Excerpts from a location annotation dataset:

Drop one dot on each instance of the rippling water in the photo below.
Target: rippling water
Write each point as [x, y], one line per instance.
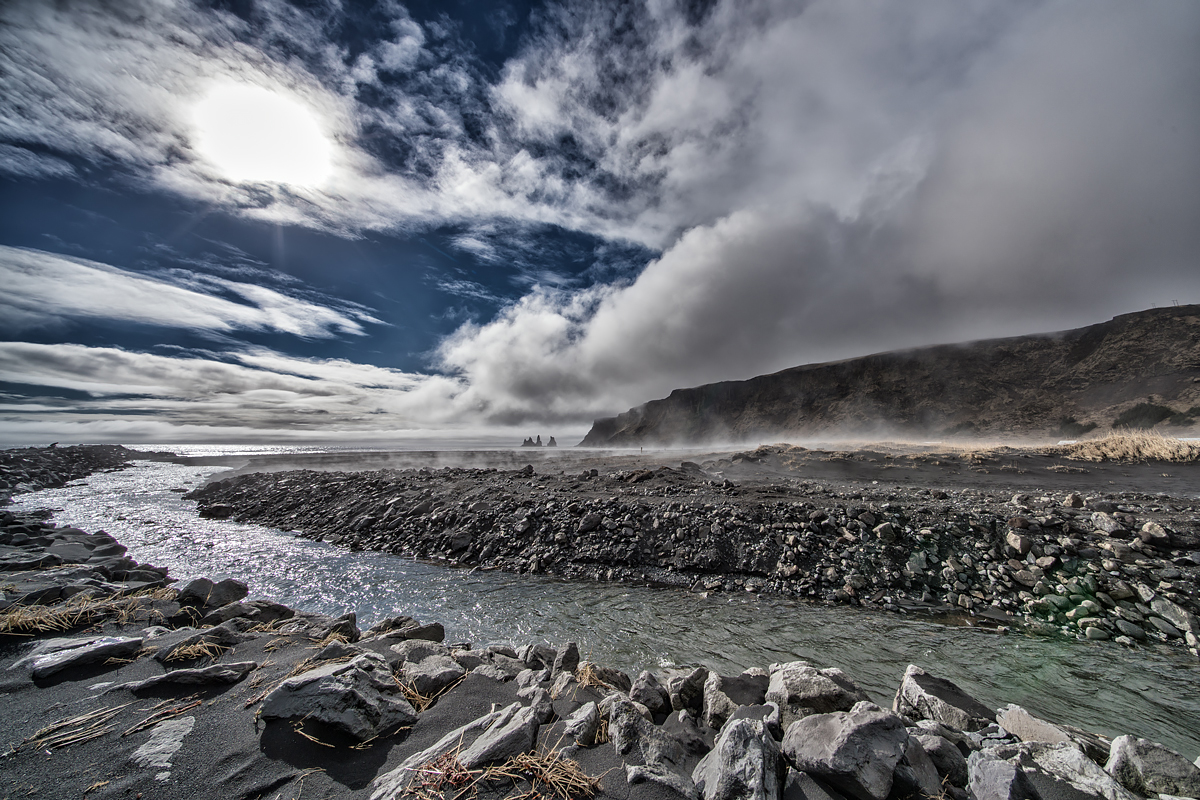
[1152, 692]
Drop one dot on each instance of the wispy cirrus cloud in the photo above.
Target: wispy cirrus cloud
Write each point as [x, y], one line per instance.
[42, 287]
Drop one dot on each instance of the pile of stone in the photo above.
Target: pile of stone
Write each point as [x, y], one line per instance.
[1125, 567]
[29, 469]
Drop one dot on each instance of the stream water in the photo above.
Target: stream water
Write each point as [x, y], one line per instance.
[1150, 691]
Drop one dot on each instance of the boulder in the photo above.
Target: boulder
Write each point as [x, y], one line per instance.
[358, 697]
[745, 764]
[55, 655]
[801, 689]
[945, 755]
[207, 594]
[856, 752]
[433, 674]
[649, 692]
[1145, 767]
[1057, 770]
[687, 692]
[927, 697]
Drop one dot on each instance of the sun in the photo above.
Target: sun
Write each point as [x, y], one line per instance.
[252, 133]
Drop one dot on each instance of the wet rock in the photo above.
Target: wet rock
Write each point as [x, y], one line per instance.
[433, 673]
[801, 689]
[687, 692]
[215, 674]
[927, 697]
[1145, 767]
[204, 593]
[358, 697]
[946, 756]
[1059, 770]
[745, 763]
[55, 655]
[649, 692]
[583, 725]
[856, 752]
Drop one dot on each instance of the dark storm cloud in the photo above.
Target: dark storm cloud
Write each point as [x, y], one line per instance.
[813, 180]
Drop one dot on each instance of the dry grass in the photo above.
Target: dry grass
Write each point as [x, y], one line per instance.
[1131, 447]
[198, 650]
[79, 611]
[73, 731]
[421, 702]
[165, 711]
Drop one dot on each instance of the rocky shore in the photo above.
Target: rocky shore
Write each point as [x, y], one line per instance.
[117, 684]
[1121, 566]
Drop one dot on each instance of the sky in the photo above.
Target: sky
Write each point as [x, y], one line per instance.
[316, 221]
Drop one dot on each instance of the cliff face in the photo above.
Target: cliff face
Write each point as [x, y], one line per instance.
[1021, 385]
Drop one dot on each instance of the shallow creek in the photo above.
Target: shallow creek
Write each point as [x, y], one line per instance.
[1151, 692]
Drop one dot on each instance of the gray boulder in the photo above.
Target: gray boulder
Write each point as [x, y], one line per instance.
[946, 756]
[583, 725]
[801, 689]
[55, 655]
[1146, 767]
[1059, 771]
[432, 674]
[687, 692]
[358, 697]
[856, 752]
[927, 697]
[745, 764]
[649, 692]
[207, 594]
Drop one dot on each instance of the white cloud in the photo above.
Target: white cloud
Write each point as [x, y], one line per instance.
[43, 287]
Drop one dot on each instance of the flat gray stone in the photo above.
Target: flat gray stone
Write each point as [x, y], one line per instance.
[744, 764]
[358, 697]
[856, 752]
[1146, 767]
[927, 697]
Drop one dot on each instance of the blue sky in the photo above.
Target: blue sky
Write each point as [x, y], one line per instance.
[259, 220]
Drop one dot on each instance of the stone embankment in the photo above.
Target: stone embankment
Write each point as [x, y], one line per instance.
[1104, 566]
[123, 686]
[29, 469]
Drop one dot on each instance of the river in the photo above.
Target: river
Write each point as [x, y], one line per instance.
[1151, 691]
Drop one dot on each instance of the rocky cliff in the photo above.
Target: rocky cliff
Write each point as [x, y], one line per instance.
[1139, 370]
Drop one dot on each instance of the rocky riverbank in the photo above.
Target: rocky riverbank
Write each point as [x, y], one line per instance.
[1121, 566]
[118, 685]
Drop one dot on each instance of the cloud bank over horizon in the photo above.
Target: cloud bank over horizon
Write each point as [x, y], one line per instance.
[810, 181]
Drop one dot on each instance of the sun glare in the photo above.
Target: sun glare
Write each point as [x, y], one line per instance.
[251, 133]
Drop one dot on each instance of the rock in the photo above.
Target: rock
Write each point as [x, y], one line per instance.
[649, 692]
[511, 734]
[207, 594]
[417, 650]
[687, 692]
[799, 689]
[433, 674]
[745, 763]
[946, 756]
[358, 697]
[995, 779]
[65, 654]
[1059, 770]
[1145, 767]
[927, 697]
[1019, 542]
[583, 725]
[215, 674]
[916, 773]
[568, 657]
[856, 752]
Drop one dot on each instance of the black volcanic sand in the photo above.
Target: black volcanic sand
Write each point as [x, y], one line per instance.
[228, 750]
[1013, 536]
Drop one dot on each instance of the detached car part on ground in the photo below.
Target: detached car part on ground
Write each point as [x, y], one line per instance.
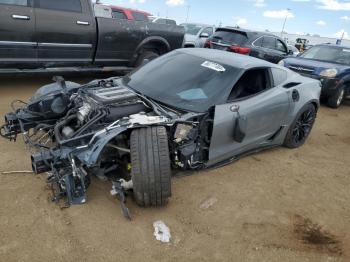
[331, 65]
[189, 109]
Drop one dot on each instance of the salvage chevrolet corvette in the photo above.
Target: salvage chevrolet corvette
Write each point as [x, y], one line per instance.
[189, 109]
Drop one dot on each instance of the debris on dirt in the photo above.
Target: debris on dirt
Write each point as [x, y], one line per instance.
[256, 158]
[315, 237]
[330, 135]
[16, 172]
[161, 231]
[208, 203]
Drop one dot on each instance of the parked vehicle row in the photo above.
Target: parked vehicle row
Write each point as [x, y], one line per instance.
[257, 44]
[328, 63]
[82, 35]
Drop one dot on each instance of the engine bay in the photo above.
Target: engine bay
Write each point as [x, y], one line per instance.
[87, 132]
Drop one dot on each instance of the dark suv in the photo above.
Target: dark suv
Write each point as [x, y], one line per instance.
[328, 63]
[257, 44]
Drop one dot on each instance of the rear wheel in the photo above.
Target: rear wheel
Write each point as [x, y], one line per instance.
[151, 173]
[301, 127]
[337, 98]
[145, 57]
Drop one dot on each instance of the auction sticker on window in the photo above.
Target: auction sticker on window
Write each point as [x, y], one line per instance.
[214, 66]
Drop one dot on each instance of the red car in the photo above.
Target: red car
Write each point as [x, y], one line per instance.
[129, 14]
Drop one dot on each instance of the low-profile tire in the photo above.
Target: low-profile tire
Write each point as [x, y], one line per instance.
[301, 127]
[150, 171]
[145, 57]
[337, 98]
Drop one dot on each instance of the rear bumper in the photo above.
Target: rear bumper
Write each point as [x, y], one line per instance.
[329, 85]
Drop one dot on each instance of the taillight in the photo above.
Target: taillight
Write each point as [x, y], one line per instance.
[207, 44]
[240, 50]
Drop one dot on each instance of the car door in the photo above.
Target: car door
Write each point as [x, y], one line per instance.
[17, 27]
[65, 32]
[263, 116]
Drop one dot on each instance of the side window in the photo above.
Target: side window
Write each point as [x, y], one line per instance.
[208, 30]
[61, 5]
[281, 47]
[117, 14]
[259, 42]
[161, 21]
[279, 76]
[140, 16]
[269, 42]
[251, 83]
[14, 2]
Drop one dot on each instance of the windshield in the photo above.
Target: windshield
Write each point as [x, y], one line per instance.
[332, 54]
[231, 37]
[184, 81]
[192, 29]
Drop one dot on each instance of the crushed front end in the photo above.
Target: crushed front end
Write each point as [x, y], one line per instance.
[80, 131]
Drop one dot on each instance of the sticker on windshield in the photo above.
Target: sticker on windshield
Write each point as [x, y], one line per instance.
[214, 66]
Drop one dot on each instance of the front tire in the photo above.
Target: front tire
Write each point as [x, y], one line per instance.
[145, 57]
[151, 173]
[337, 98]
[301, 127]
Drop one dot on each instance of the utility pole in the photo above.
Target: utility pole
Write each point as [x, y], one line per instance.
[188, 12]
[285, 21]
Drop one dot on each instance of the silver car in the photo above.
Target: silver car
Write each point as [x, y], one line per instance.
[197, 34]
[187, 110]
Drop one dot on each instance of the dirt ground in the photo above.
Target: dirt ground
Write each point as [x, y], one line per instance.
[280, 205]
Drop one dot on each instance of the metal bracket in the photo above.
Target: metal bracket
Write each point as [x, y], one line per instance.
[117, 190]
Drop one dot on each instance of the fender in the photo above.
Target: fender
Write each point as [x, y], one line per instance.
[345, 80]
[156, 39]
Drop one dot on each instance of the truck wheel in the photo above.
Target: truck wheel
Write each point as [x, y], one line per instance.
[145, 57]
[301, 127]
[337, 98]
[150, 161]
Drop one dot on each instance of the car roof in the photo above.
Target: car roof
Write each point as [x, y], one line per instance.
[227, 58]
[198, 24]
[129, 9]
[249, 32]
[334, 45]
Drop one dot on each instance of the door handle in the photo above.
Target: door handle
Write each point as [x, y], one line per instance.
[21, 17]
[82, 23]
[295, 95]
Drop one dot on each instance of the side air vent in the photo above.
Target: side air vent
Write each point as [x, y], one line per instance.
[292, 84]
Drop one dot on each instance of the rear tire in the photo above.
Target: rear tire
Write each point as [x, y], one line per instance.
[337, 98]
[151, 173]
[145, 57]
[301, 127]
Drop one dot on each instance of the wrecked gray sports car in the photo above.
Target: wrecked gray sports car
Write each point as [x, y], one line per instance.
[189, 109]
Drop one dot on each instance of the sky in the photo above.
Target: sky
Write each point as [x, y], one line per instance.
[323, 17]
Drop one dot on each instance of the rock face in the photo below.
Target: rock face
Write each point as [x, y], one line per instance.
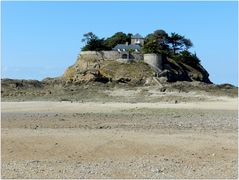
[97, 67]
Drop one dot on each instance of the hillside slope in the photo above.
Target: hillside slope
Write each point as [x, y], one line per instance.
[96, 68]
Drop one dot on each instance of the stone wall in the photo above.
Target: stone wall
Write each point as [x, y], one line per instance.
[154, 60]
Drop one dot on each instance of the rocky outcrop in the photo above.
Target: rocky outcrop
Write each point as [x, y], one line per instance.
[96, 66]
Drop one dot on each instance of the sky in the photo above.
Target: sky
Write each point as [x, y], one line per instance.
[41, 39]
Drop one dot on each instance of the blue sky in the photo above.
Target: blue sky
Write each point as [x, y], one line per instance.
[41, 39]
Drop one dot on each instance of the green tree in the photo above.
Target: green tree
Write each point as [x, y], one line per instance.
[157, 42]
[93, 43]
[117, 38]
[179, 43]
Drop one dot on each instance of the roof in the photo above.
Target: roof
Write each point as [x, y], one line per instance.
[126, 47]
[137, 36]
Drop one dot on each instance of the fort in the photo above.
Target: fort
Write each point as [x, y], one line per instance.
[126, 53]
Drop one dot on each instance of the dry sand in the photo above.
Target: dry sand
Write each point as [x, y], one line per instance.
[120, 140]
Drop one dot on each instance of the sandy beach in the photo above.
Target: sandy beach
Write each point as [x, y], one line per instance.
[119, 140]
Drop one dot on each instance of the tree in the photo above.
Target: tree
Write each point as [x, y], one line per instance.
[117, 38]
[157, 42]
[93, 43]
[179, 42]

Instruction —
Please revise everything from the start of the records down through the line containing "[1152, 692]", swapping "rippling water" for "choppy water" and keeping all else unchanged. Omit the pictures from your answer.

Solution below —
Drop one dot on each instance of the choppy water in the photo below.
Target: choppy water
Write each point as [x, y], one line per instance.
[1152, 692]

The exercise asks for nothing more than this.